→ **How to complete this task**: Please retype the whole listing so that it matches the original exactly.

=== Provided material ===

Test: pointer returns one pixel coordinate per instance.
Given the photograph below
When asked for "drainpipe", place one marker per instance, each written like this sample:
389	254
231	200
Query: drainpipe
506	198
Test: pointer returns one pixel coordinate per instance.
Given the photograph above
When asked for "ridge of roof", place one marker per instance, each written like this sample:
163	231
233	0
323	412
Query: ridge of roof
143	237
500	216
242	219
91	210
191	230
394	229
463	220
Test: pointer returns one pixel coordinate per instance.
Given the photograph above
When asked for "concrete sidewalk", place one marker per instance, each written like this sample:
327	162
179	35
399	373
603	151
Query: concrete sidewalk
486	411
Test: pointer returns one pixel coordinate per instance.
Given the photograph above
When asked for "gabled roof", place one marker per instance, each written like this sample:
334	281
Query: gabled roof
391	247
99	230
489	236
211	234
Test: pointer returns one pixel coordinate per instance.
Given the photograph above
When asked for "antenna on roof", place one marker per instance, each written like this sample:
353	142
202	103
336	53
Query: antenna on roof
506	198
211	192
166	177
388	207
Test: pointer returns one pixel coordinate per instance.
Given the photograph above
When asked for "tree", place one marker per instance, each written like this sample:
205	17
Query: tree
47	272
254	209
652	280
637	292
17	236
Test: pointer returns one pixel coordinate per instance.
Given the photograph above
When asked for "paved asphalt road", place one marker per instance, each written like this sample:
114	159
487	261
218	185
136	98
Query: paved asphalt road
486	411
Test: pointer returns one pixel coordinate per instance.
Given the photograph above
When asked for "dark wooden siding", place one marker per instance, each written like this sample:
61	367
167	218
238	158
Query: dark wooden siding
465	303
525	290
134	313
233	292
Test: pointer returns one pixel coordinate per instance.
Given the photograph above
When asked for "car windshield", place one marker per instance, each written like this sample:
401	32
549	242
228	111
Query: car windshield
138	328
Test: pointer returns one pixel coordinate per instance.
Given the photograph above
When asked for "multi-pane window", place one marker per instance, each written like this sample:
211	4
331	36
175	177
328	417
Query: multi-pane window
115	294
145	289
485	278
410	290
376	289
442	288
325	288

===

→ **Response area**:
Test: pointer returns one pixel coordinate per instance.
Given the photograph below
When asked for "drainpipe", place one marker per instance, each written like this sample:
389	254
231	200
Query: drainpipe
506	198
Test: pointer returns one pixel coordinate per instance.
Given the photograph above
When asked for "ridge of roof", place one marker per instance, each written like this sample:
163	231
233	0
323	412
Query: ridge of roof
143	237
500	216
242	219
91	210
191	230
394	229
463	220
Test: pointer returns one pixel coordinate per instance.
Given the photograph above
When asked for "concrete sidewalk", place one marker per instance, each written like this sample:
327	162
179	35
399	373
603	151
Query: concrete sidewalk
486	411
Test: pointer returns one pixel coordinate per instance.
Given the photograph above
When asked for "gabled roof", place one marker per instance, each written like this sample:
334	281
Query: gabled roof
391	247
99	230
489	236
211	234
Test: pointer returns one pixel coordinate per instance.
Given the photograph above
When asked for "antenna on roof", place one marker per instance, each written like this sample:
353	142
202	103
336	53
Query: antenna on roof
506	198
211	192
166	177
388	207
Test: pointer returns one pixel coordinate per instance.
Given the photograph above
When asked for "tree", place one marker per instance, each written like this sample:
205	17
Query: tree
47	272
254	209
652	280
637	292
17	236
Test: pointer returns one pixel coordinate per instance.
Given the photograph above
When asked for "paved asphalt road", place one marker per instance, each written like this sample:
114	159
487	261
218	185
136	98
Query: paved asphalt road
486	411
Test: pointer returns one pixel coordinate per instance.
Given the photograph above
When asked for "dark wooden siding", place one marker per instance, each written like this sample:
61	367
167	218
238	158
Query: dark wooden siding
465	303
525	290
134	313
233	292
Test: pointer returns one pixel coordinate per instance.
Given the photograph above
When asked for "car windshield", place one marker per instance, each written like this sample:
401	32
549	242
228	111
Query: car windshield
138	328
Test: pointer returns one pixel coordinate per instance.
Given the photograph above
When asked for "multi-pane window", place one marker per instance, each written like this sample:
211	4
331	36
175	177
328	417
Query: multi-pane window
115	294
145	289
485	278
410	290
376	289
442	288
325	288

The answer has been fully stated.